GIVEN EXERCISE — Change each "tag" in the items below to "mark" and write all the items out again with nothing else altered. Leave the pictures out.

Records
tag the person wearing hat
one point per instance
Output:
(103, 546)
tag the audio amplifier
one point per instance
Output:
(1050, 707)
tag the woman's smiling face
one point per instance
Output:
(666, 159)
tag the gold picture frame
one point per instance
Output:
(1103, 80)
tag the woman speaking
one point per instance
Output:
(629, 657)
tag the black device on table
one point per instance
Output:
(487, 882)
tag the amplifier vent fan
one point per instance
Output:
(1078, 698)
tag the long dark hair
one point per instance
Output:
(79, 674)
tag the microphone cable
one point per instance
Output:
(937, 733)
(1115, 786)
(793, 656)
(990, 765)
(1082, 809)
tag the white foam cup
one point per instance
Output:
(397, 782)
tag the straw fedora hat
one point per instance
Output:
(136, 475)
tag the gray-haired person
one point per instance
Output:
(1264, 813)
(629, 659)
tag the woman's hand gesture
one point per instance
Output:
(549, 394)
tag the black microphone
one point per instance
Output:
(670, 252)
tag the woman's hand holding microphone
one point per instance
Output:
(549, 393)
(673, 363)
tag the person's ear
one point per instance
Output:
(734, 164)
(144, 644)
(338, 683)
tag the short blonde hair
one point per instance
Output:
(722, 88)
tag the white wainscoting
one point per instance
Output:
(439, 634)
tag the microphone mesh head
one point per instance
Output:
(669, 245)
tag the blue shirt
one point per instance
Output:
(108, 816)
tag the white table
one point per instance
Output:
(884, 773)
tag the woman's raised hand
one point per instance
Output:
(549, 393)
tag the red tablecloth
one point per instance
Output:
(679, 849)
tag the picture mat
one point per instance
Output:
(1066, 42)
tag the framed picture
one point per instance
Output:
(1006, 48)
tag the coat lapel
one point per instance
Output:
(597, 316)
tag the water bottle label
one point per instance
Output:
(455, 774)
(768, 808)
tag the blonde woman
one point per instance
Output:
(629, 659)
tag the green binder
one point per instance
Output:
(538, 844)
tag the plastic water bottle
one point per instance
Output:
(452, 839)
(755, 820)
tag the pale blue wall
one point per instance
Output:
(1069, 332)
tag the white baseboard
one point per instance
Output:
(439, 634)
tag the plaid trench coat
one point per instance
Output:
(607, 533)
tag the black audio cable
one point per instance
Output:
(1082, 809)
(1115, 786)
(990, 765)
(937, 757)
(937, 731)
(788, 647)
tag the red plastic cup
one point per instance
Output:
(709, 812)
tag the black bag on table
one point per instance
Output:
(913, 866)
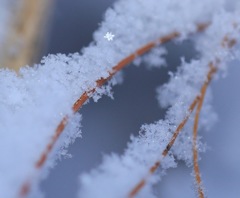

TASK ANSWER —
mark the person wearing hat
one point per instance
Output:
(103, 546)
mark the audio amplifier
one point per instance
Output:
(1050, 707)
mark the woman's smiling face
one point per instance
Output:
(666, 159)
mark the gold picture frame
one point per instance
Output:
(1103, 80)
mark the woman speaking
one point per instance
Output:
(629, 657)
mark the black device on table
one point per instance
Output:
(487, 882)
mark the amplifier vent fan
one point per instance
Output:
(1078, 698)
mark the long dark hair
one point per instance
Output:
(79, 674)
mark the microphone cable
one point per instance
Output:
(937, 733)
(1115, 786)
(793, 656)
(990, 765)
(1082, 809)
mark the white foam cup
one point per instance
Output:
(397, 782)
mark the straw fedora hat
one point per instance
Output:
(136, 475)
mark the gray-haired person
one point per instance
Output:
(1264, 813)
(629, 659)
mark the woman's hand gesture
one point per instance
Output:
(549, 394)
mark the black microphone
one point per instance
Output:
(670, 252)
mark the woman's hand holding microphone
one point per instance
Output:
(549, 393)
(673, 363)
mark the person's ear
one point per instance
Output:
(734, 164)
(144, 644)
(338, 683)
mark the short blonde hair
one point per instance
Output:
(722, 88)
mark the white wainscoting
one point per instance
Output:
(439, 634)
mark the microphone mesh head
one point per instance
Output:
(669, 245)
mark the blue shirt
one point per instance
Output:
(108, 816)
mark the white table
one point per instance
Output:
(884, 773)
mark the woman's raised hand
one point per instance
Output:
(549, 393)
mark the red tablecloth
one point per instance
Output:
(679, 849)
mark the picture mat
one point per instance
Output:
(1066, 42)
mark the framed picture
one point per instance
Output:
(1006, 48)
mark the coat lapel
one point per instance
Output:
(597, 316)
mark the water bottle label
one point per instance
Output:
(455, 774)
(768, 808)
mark the blonde woman
one point per instance
Output:
(629, 659)
mark the green binder
one point per instance
Output:
(538, 844)
mark the plastic water bottle
one point per instance
Output:
(452, 839)
(755, 820)
mark the pale blue wall
one point per instance
Output:
(1069, 332)
mark the white baseboard
one point per instance
Output:
(439, 634)
mark the plaid trench coat
one point per instance
Output:
(607, 533)
mark the black audio cable
one point per instance
Output:
(1082, 809)
(1115, 786)
(990, 765)
(937, 757)
(937, 731)
(788, 647)
mark the red plastic cup
one point per instance
Output:
(709, 812)
mark the black bag on table
one point per instance
Output:
(913, 866)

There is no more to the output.